** start of Available data **
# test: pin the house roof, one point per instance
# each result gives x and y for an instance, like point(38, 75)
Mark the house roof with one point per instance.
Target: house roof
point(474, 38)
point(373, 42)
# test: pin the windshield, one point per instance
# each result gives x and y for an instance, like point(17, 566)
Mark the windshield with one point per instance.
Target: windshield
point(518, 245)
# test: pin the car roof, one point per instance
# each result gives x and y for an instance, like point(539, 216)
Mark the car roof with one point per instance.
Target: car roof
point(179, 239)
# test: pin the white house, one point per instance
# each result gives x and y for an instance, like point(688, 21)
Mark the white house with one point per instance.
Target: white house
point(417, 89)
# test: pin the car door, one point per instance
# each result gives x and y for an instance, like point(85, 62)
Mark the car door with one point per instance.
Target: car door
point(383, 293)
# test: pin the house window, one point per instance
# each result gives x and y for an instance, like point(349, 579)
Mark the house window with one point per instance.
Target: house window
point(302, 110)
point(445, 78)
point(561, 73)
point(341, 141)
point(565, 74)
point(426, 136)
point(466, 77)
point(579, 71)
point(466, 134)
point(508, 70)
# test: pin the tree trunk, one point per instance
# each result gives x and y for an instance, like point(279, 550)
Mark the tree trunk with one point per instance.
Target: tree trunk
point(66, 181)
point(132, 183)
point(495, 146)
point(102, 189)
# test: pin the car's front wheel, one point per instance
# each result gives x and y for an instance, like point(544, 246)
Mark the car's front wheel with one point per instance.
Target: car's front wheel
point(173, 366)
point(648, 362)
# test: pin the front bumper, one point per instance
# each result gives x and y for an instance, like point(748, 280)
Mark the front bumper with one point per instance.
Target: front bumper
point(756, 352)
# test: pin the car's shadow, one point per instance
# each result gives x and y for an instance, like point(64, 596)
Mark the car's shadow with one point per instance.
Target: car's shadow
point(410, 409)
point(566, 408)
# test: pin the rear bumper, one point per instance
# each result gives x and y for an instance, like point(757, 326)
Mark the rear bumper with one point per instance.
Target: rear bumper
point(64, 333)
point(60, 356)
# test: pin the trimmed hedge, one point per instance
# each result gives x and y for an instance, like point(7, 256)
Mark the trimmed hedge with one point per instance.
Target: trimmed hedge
** end of Available data **
Exercise prompt.
Copy all of the items above word for word, without changing anything.

Response.
# test: pin the house roof, one point per instance
# each result gives x and y for an instance, like point(38, 75)
Mark the house roof with one point per instance.
Target: house roof
point(474, 38)
point(373, 42)
# test: pin the windshield, one point per instance
# each result gives x and y for an instance, like point(17, 566)
Mark the windshield with one point per instance.
Target: windshield
point(518, 245)
# test: pin the car roof, one point per instance
# each result gives x and y for an instance, like point(539, 216)
Mark the car roof with one point per instance.
Target: car roof
point(179, 239)
# test: pin the white house, one point per instance
# each result gives x and y for an instance, like point(688, 21)
Mark the white house with one point per instance.
Target: white house
point(417, 89)
# test: pin the car door, one point per instance
# each result gives x and y for an instance, like point(85, 62)
Mark the car door with one point per instance.
Target: car door
point(383, 293)
# test: pin the house window, one point per instance
# each result gives x and y for an instance, like point(349, 579)
Mark the house window with one point per instance.
Target: house window
point(302, 110)
point(445, 78)
point(561, 73)
point(341, 141)
point(565, 74)
point(426, 136)
point(466, 77)
point(579, 71)
point(466, 134)
point(508, 70)
# test: pin the tree trunk, one point per instance
# each result gives x and y for an instance, like point(279, 550)
Mark the tree trunk with one point per instance.
Target: tree trunk
point(66, 181)
point(132, 183)
point(495, 146)
point(102, 189)
# test: pin the car's front wheel, one point per instance
# each result gives x and y for an instance, like point(544, 246)
Mark the car's front wheel with one point per instance.
Target: car's front wheel
point(173, 366)
point(648, 362)
# test: pin the front bumper, one point per instance
# each result gives x and y for an instance, like point(748, 280)
Mark the front bumper with one point per instance.
Target: front bumper
point(756, 352)
# test: pin the car's shadow, one point per instance
# each result gives x and y for an instance, like point(64, 596)
Mark the car's shadow with one point per instance.
Target: car's shadow
point(410, 409)
point(566, 408)
# test: pin the rear bumper, one point per instance
# each result gives x and y for an instance, like point(757, 326)
Mark the rear bumper with one point per instance.
Target: rear bumper
point(64, 333)
point(60, 356)
# test: pin the trimmed hedge, one point per instance
# each result gives x and y for an instance, like point(7, 256)
Mark the trimmed hedge with one point per instance.
Target: trimmed hedge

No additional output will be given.